● **WHAT THIS TASK INVOLVES**
Transcribe nothing but the lines from the one with "men on truck" to the end of the entries, both included, keeping each exact and leaving every picture out.

+++ PROVIDED INFORMATION +++

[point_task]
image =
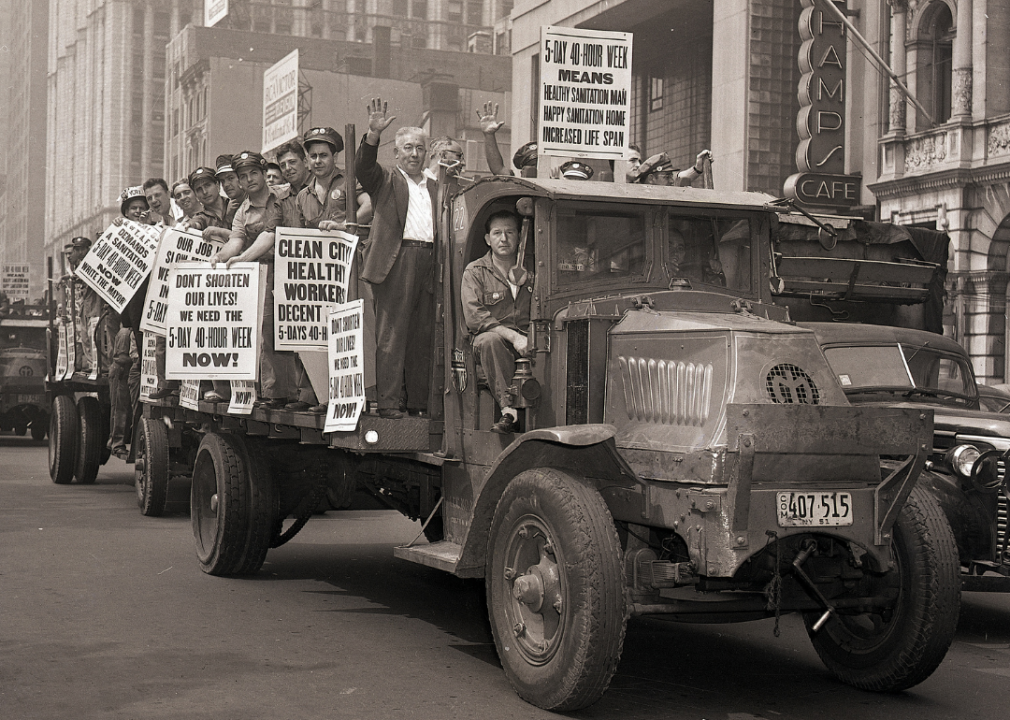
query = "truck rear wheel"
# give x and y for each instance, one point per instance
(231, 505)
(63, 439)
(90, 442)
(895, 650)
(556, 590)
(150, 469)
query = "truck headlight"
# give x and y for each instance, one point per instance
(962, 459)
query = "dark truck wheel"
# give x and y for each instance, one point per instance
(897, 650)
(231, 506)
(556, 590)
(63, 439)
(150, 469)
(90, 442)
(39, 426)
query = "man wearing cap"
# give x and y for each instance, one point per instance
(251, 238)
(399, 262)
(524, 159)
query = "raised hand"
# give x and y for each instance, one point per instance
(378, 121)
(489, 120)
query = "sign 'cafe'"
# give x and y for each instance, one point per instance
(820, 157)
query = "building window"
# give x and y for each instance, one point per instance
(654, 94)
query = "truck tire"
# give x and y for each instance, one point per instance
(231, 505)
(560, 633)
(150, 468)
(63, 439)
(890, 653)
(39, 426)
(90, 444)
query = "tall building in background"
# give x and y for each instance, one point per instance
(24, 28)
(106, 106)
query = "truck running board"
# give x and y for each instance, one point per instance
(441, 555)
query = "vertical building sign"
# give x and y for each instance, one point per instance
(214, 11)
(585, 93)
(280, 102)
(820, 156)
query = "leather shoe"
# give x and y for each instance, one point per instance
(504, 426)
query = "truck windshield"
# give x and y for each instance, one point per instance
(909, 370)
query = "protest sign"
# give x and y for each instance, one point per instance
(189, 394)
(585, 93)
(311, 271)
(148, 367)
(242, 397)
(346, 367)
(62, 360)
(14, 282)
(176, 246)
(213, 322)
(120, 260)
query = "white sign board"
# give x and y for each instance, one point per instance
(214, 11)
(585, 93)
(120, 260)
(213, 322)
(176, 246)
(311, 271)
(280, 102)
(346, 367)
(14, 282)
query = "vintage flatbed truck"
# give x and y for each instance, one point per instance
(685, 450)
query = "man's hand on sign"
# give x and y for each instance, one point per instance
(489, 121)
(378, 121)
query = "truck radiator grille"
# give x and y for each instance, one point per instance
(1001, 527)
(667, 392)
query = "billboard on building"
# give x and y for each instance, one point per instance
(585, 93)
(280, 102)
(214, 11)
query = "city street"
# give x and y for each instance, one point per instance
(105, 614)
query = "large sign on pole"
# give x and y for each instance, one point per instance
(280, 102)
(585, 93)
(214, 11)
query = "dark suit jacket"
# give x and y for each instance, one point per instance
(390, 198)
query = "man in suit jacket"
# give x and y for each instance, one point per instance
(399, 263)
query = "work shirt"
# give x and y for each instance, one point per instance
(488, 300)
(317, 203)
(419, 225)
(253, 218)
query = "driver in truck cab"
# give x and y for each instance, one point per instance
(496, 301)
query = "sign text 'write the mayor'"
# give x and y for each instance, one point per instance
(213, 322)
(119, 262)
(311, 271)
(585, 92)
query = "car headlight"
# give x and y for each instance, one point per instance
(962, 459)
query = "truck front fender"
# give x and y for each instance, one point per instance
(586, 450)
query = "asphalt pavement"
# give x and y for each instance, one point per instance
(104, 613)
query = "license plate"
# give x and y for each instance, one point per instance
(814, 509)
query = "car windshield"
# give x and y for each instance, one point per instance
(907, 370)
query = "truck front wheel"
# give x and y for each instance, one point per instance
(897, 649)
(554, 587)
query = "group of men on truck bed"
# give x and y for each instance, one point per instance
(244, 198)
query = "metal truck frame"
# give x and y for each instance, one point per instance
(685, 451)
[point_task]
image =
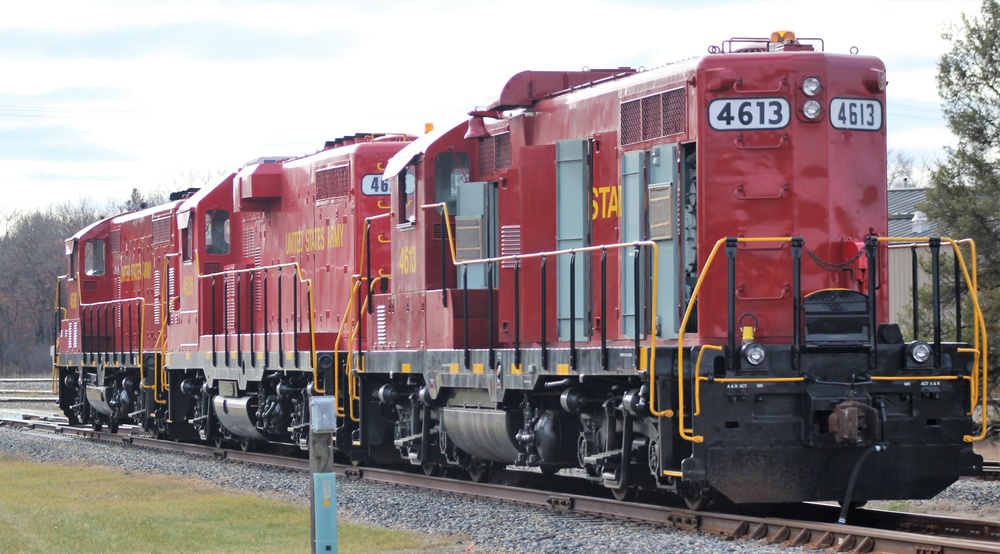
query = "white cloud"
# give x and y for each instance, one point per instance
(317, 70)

+++

● **SOLUTION TO THIS EXERCISE**
query = "group of men on truck bed"
# give x and y for each instance, one point per instance
(244, 198)
query = "metal truck frame"
# give x and y for each instance, one point per instance
(685, 451)
[point_task]
image =
query = "white cloud"
# give x and y for each instance, one point per instance
(317, 70)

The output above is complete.